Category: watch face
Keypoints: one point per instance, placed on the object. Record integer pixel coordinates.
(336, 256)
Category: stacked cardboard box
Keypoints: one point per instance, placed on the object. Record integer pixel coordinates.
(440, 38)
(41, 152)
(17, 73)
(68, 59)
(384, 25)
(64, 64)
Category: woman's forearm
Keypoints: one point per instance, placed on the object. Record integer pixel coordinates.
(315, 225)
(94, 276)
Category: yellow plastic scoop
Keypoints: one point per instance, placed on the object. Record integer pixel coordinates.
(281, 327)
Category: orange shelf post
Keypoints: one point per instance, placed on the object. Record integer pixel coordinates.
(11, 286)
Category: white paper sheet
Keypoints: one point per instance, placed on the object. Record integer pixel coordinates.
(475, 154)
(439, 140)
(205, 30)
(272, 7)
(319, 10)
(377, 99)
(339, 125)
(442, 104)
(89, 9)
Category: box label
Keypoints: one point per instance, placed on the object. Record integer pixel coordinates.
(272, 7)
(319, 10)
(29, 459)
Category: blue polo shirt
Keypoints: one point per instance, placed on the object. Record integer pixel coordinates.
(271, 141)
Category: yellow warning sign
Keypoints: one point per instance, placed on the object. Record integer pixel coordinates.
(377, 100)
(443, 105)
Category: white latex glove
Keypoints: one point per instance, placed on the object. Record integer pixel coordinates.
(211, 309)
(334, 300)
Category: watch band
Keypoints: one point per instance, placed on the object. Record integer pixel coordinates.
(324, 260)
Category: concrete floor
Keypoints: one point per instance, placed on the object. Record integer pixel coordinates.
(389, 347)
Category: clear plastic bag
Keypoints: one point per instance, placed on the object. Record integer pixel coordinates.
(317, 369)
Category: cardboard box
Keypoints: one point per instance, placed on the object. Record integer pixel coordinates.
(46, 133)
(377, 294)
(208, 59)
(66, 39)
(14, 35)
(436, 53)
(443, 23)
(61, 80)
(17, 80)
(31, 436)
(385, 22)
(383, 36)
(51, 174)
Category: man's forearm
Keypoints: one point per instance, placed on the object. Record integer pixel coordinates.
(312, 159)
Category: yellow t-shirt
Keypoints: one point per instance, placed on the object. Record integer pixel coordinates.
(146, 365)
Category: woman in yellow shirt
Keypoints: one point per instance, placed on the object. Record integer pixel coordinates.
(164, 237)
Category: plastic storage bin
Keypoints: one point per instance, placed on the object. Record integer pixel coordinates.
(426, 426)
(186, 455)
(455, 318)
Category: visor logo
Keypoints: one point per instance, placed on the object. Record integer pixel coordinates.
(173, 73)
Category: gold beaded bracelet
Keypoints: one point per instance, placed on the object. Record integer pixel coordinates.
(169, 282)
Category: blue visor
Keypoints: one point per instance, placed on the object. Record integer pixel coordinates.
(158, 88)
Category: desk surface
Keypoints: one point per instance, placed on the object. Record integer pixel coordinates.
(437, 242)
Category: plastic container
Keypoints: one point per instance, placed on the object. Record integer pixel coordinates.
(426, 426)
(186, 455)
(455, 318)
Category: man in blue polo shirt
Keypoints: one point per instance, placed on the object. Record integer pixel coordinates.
++++++++++++++++++++
### [STATED EXERCISE]
Write out every entry again, keeping each line exactly the same.

### [ANSWER TO THE PROBLEM]
Category: watch face
Keypoints: one point per instance, placed on the object. Record integer pixel coordinates.
(336, 256)
Category: stacked cardboard box
Keypoints: one point per instance, placed on the object. Record integer pixel coordinates.
(440, 38)
(41, 152)
(17, 73)
(68, 59)
(384, 25)
(64, 64)
Category: woman's forearm
Keypoints: one point per instance, placed on the object. Record integer pixel coordinates.
(315, 225)
(94, 276)
Category: yellow plastic scoop
Keypoints: one point per instance, placed on the object. Record integer pixel coordinates.
(281, 327)
Category: orange shelf post
Keypoints: one point per instance, placed on the object. Record integer pixel coordinates.
(11, 286)
Category: white paper sheet
Keypoints: one point per instance, placed on the object. Record integer pixel coordinates.
(475, 154)
(439, 140)
(205, 30)
(272, 7)
(319, 10)
(377, 99)
(339, 125)
(442, 104)
(89, 9)
Category: box label
Keypoints: one point per instance, placed on the object. Record integer pixel coordinates.
(272, 7)
(319, 10)
(29, 459)
Category: blue polo shirt
Keypoints: one point per instance, placed on the object. Record integer pixel coordinates.
(271, 141)
Category: yellow warning sign
Keypoints: one point per instance, placed on the object. Record integer pixel coordinates.
(377, 100)
(443, 105)
Category: white latex glove
Keypoints: one point per instance, placed on the object. Record integer pixel coordinates.
(211, 309)
(334, 300)
Category: watch band
Keypoints: one point per instance, placed on the object. Record integer pixel coordinates.
(324, 260)
Category: concrete floor
Keypoints: one point per instance, placed on the object. Record integer pixel coordinates.
(389, 347)
Category: clear plastic bag
Keypoints: one point per instance, placed on the object. Record integer pixel coordinates.
(317, 369)
Category: cardboard box
Keypoints: one point per instance, placed on the object. Record integer pixel coordinates.
(46, 133)
(377, 294)
(208, 59)
(66, 39)
(14, 35)
(436, 53)
(443, 23)
(61, 80)
(17, 80)
(31, 436)
(385, 22)
(383, 36)
(51, 174)
Category: man's forearm
Keypoints: one point per instance, placed on the object. Record integer pixel coordinates.
(312, 159)
Category: yellow t-shirt
Keypoints: one point per instance, placed on the object. Record integer pixel coordinates.
(146, 365)
Category: woman in yellow shirt
Keypoints: one point per instance, placed on the object. Record integer pixel coordinates.
(164, 237)
Category: plastic storage bin
Keypoints: one point per instance, placed on the object. Record integer pixel coordinates.
(426, 426)
(186, 455)
(455, 318)
Category: visor logo
Keypoints: one point per instance, placed on the object. Record integer pixel coordinates.
(173, 73)
Category: gold beaded bracelet
Keypoints: one point per instance, placed on the object. Record integer pixel coordinates.
(169, 282)
Category: blue visor
Keypoints: one point per instance, placed on the object. Record integer pixel coordinates.
(158, 88)
Category: desk surface
Keypoints: one point per instance, placed on the object. Record integer pixel coordinates.
(437, 242)
Category: plastic container
Keypoints: one point per instance, placed on the object. Record integer pixel coordinates.
(426, 426)
(186, 455)
(455, 318)
Category: man in blue polo shirt
Keypoints: one point per instance, placed on the object. Record integer pixel coordinates.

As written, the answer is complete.